## start Listed records

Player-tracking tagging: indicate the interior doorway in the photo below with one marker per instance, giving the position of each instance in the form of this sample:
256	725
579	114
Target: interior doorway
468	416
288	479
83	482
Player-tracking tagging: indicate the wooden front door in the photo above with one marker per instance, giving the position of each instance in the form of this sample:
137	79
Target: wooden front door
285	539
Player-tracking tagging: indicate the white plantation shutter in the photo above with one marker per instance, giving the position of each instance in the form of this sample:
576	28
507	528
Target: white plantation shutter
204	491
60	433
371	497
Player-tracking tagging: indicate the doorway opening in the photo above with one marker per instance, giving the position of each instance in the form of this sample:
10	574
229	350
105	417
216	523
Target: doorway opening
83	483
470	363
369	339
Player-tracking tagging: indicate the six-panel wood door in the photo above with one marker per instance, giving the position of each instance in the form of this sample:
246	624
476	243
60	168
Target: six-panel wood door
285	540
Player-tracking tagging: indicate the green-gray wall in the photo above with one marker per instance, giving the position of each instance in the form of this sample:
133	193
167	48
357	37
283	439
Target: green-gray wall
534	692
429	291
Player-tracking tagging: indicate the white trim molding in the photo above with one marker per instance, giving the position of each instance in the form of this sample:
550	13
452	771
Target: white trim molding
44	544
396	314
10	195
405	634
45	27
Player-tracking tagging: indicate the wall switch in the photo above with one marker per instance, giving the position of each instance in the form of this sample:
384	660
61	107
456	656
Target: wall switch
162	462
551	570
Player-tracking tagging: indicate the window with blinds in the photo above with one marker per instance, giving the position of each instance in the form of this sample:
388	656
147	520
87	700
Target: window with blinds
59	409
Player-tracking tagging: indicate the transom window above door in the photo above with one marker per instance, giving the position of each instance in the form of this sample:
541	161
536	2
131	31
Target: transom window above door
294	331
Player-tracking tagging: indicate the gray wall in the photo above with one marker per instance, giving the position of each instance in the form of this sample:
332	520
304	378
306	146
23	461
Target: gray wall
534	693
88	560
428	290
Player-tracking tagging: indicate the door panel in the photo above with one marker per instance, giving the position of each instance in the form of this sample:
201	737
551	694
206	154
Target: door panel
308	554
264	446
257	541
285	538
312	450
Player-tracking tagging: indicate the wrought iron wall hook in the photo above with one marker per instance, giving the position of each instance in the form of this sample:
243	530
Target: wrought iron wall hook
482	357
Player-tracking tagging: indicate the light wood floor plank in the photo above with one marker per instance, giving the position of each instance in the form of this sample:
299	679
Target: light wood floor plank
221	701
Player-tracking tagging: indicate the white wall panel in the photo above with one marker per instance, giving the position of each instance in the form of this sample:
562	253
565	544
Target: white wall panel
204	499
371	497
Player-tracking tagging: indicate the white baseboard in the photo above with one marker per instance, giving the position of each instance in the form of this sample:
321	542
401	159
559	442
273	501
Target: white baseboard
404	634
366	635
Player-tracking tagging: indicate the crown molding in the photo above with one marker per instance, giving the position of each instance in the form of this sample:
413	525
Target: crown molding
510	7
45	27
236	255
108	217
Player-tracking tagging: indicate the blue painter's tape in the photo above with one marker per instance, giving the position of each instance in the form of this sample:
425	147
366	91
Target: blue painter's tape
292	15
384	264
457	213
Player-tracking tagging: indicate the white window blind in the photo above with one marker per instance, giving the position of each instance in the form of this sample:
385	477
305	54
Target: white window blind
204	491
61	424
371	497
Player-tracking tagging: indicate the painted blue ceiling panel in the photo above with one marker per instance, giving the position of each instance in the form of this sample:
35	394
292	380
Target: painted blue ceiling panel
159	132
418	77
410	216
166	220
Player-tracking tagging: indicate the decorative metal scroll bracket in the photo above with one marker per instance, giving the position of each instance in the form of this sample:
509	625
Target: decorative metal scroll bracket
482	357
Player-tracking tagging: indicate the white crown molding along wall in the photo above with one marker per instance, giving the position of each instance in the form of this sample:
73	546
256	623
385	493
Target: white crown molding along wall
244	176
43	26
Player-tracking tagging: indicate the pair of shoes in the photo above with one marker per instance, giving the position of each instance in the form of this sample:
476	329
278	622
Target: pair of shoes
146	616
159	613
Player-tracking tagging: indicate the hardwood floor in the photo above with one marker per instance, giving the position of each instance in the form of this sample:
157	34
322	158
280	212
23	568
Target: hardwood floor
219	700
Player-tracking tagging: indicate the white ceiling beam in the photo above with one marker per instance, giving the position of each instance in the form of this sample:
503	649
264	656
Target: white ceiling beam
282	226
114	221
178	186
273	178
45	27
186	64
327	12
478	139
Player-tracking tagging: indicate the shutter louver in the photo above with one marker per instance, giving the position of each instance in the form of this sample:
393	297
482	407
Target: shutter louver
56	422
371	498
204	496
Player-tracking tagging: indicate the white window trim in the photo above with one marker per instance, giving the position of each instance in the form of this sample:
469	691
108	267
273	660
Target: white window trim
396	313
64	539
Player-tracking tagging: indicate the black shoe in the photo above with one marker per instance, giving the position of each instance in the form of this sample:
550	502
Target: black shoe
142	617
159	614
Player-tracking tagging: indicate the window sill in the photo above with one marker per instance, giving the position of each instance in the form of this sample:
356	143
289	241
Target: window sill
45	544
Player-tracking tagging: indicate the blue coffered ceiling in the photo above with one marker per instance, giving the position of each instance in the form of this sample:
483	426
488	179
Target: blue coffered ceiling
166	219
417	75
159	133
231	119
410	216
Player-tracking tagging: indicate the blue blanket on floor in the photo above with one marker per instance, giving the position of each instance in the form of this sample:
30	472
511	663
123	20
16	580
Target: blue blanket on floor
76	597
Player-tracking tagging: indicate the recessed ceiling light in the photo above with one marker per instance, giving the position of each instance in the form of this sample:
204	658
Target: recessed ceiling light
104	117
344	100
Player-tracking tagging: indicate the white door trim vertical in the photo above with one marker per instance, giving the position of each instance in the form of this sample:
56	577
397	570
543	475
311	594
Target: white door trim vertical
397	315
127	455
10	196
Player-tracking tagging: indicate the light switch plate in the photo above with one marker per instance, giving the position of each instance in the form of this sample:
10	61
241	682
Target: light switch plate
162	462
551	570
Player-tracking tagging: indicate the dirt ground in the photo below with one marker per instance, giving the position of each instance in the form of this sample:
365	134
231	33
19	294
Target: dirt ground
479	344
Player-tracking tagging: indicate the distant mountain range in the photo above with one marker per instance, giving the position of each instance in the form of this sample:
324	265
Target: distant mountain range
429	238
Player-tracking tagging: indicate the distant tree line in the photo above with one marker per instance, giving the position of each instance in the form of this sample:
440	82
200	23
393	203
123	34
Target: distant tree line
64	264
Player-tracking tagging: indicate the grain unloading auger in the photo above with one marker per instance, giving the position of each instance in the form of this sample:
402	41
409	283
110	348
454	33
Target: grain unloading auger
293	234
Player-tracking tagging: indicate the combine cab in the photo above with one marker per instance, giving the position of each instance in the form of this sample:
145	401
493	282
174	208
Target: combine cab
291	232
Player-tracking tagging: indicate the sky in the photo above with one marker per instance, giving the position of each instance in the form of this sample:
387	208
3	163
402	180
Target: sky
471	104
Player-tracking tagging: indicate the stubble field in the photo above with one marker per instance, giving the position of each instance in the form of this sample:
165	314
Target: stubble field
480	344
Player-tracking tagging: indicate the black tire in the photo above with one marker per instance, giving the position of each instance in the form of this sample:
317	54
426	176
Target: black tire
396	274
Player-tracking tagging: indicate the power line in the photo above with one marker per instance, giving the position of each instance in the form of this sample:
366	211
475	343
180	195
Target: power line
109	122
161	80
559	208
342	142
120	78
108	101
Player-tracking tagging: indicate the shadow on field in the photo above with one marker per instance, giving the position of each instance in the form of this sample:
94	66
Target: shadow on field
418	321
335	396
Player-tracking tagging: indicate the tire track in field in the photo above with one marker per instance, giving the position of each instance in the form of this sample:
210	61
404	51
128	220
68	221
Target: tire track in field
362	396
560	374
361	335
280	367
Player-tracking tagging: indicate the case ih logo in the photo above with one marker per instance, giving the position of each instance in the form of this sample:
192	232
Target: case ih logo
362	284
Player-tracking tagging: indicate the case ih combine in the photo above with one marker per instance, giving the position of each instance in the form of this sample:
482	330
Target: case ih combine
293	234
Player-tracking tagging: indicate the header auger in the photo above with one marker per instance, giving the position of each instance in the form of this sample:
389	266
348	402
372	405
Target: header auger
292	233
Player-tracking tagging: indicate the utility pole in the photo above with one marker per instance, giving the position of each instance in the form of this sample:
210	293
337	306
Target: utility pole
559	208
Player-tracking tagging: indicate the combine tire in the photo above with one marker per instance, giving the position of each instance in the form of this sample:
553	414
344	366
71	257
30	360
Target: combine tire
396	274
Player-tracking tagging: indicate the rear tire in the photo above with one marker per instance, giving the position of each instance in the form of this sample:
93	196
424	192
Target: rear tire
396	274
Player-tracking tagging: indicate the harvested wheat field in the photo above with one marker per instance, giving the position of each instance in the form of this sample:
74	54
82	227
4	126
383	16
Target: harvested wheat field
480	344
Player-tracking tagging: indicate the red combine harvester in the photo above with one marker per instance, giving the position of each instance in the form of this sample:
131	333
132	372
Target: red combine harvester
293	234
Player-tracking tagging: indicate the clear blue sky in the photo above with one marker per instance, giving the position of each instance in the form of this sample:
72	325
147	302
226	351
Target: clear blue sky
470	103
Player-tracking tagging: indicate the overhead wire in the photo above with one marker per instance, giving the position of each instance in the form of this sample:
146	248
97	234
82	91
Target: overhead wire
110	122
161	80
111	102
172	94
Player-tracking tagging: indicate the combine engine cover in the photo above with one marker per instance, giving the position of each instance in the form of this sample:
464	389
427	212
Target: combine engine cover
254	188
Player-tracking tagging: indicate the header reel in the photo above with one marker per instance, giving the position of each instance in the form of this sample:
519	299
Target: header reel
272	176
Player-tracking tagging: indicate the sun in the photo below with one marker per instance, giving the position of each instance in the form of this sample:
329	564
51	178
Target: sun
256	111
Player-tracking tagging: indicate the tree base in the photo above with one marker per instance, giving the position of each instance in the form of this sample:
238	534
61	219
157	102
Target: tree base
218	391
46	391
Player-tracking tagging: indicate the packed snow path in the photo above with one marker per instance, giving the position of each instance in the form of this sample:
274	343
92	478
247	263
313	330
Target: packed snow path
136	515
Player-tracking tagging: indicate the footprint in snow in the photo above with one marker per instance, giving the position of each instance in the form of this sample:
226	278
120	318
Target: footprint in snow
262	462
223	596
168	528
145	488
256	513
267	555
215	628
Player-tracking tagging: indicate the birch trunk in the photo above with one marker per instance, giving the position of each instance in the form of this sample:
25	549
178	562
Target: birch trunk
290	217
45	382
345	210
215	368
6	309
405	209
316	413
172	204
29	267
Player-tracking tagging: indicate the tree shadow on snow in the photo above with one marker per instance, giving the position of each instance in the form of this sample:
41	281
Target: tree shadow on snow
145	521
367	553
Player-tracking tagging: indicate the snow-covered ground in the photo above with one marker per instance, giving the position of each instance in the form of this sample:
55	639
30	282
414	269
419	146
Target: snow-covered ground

## end Listed records

Problem requirements: Every line from the one containing "Player-tracking tagging: indicate the tree base" through the end of the entries above must be echoed exactly, with both ends kept.

Result for this task:
Player-tracking tagging: indicate the tree base in the photo above with one marker per instance, giving the position of each instance in the form of this sample:
238	534
61	219
157	102
Target: tree base
218	391
46	391
Player-tracking tagging: indicate the packed snow path in the photo above with one marker per instance, giving the position of each instance in the form of this sample:
274	343
92	478
247	263
313	330
Target: packed snow path
136	515
Player-tracking tagging: indicate the footprint in snow in the photo above with one marker per instance, giving the position of each instance in the form of this sample:
226	278
120	318
Target: footprint in snow
262	462
223	596
168	528
145	488
256	513
267	555
215	628
Player-tracking tagging: indicate the birch trunk in the photo above with one marker per instance, giving the position of each instance in the form of this sample:
25	549
178	562
Target: birch trunk
290	217
45	382
345	210
215	368
6	309
405	209
316	413
172	204
29	267
Player-tracking tagging: indicate the tree shadow on snow in the photo above with one marker per instance, giving the position of each instance in the form of this sample:
41	281
Target: tree shadow on snow
145	521
367	553
Player-tracking tagging: indicate the snow-covered ground in the photo above with one marker per instance, giving the position of each instance in the form of this sample:
55	639
30	282
414	269
419	146
Target: snow-covered ground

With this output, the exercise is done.